Gathering around a table can be an emotionally fraught experience—especially during this tumultuous moment of our shared public life. We hope these stories from our Story Table on hospitality encourage you no matter what table you join this Thanksgiving.
“We never would have put a name or a title to hospitality because it just seemed to be a part of who we were, as part of our DNA. I’m southern bred, born in Arkansas, and it just was sort of a part of our family. I was just thinking the other day that there was always somebody at our house that my mother didn’t birth. There would be times when we would come home on Saturday after being out all evening, and we have to step over people. We still have blankets at our house piled up so that whoever comes over can have a blanket covering them up.”
“When I was growing up in Riverside here in California, we always had Korean students in our home at Thanksgiving. Even though we were a family of four, our house was filled with students who had no concept of Thanksgiving and that certainly had nowhere to go for Thanksgiving. If they couldn’t afford to go back home for Christmas, they would be with us. Our home was a place where they could belong and just be. I remember growing up wondering, who’s going to be in our house now?”

Data >>
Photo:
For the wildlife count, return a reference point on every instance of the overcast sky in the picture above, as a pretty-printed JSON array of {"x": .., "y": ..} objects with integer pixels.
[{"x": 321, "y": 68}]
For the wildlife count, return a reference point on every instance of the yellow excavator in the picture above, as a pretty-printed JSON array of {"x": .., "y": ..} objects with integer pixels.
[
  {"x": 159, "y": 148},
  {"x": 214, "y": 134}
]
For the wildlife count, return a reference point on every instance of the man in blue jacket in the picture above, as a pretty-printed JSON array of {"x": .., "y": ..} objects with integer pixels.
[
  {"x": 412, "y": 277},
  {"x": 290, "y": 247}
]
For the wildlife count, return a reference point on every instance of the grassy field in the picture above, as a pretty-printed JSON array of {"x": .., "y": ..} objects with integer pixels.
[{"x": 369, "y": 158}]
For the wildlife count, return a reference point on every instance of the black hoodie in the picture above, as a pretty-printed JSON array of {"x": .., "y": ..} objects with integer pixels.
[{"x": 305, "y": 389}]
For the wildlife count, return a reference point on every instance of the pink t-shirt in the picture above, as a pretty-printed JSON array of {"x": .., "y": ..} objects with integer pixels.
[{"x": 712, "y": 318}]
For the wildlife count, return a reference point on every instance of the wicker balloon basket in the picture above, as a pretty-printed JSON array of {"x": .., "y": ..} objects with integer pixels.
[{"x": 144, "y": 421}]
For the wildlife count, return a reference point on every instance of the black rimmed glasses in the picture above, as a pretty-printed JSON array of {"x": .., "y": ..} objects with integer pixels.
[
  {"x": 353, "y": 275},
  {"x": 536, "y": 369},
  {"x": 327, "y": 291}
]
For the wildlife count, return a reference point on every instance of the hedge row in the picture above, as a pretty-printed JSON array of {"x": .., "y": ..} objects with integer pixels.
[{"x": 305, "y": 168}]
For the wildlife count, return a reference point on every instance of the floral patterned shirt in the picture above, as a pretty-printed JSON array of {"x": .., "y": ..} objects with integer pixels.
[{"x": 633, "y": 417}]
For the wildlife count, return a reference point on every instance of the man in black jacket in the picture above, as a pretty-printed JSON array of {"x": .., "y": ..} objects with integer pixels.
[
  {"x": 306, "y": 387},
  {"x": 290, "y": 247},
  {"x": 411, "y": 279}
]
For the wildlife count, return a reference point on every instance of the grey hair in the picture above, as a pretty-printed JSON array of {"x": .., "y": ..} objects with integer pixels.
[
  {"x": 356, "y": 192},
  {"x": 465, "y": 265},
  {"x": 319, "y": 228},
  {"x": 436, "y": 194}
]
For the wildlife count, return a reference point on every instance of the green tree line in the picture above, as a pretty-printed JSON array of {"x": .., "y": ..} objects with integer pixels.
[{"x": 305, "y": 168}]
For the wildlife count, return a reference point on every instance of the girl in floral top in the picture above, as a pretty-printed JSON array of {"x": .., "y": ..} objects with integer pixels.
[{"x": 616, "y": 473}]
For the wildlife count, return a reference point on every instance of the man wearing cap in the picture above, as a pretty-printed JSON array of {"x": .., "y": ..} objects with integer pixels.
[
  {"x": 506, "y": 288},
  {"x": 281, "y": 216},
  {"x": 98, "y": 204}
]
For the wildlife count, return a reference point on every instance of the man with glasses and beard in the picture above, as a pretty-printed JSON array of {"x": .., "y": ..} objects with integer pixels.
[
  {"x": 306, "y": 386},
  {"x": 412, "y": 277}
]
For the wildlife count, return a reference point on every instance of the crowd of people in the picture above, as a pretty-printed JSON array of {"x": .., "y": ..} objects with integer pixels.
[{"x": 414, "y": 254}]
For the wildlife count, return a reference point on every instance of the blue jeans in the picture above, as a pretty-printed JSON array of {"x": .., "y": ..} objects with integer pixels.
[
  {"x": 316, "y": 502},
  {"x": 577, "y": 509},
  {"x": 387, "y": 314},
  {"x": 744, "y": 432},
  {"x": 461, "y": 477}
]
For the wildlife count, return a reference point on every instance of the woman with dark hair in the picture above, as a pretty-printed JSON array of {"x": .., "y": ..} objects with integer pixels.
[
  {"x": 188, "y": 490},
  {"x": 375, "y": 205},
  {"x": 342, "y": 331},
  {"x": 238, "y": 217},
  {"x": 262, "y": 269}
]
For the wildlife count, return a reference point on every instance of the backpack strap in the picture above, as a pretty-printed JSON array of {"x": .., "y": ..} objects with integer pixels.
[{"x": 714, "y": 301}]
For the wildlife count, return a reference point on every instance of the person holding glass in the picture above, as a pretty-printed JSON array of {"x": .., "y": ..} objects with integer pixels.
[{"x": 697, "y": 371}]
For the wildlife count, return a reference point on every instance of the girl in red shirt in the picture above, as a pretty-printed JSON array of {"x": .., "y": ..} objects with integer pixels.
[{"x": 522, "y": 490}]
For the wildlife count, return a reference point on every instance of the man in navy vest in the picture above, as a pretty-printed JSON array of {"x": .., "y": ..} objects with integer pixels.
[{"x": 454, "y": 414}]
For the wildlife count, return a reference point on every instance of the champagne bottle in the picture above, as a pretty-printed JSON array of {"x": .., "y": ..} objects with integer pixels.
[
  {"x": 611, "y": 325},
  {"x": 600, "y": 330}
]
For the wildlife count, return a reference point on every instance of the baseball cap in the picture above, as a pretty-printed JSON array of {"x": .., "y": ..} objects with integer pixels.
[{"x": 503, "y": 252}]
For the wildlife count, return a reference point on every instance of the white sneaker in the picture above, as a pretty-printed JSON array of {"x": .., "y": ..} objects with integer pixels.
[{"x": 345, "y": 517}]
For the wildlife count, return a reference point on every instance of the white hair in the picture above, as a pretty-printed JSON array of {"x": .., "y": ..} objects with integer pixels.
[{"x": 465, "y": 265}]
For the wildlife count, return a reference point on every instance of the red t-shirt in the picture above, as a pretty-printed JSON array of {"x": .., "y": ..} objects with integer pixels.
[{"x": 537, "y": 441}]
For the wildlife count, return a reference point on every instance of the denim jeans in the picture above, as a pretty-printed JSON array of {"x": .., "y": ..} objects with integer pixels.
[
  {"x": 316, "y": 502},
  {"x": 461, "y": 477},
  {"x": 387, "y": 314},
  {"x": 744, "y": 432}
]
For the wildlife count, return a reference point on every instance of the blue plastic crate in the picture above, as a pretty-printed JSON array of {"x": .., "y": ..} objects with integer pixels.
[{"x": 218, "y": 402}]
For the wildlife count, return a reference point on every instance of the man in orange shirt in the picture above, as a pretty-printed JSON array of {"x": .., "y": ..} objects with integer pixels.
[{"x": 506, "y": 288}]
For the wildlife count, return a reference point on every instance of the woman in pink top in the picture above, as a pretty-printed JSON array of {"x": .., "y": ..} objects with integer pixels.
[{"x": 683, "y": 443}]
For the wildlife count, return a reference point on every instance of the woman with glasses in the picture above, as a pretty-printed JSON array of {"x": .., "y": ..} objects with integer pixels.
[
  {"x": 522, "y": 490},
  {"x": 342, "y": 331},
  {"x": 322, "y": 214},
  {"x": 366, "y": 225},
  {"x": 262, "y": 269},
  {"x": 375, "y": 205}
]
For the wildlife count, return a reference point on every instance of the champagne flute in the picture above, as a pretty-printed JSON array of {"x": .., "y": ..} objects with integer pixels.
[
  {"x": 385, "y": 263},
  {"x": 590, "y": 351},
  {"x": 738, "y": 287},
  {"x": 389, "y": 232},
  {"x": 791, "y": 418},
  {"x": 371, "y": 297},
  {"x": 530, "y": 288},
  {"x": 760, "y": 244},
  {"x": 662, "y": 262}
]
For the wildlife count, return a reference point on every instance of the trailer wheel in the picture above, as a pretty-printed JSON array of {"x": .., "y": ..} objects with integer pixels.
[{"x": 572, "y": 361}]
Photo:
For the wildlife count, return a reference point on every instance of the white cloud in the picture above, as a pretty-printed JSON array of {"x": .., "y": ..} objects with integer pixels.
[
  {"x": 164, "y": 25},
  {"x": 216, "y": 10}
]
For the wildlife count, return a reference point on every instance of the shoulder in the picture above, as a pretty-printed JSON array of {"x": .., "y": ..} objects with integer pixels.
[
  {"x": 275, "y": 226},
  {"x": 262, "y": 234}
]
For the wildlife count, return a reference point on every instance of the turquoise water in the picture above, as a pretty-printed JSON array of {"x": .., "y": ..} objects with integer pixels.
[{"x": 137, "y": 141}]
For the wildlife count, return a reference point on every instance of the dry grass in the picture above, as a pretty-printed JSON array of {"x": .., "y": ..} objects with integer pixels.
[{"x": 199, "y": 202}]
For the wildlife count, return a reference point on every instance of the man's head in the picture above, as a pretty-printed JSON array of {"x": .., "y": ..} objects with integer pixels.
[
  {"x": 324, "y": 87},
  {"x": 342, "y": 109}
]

Work to complete >> Resume the Thanksgiving hospitality piece after its final sentence. The listing has no connection to the Thanksgiving hospitality piece.

Answer below >>
“I remember going in through the back door and being amazed that in the pantry was a whole array of food that had been prepared that week for this meal of probably 10 or 15 people. The husband went into the house, and I stood amazed in this little room with these different dishes that had been prepared. It tilted me from utter despair to a capacity to reimagine a future again, and it happened in this very hospitable but just very gracious and common sort of way. Their hospitality changed my life. I actually call that couple every Thanksgiving to thank them that I’m alive and that I’m alive because of their hospitality.”
“This was the plate that my Nonna—grandmother in Italian—would always have ready when I came to visit. She had one for every one of her grandchildren. Each plate was equally beat up and chipped. She would make you a fried egg, or a scrabbled egg in this little dish, and it was just for you because you were special. She and my grandfather did not have much at all, but they knew how to make people feel special when they walked in this little house. Every time I pull this plate out, I think about all the hospitality that has trickled down from her through my family.”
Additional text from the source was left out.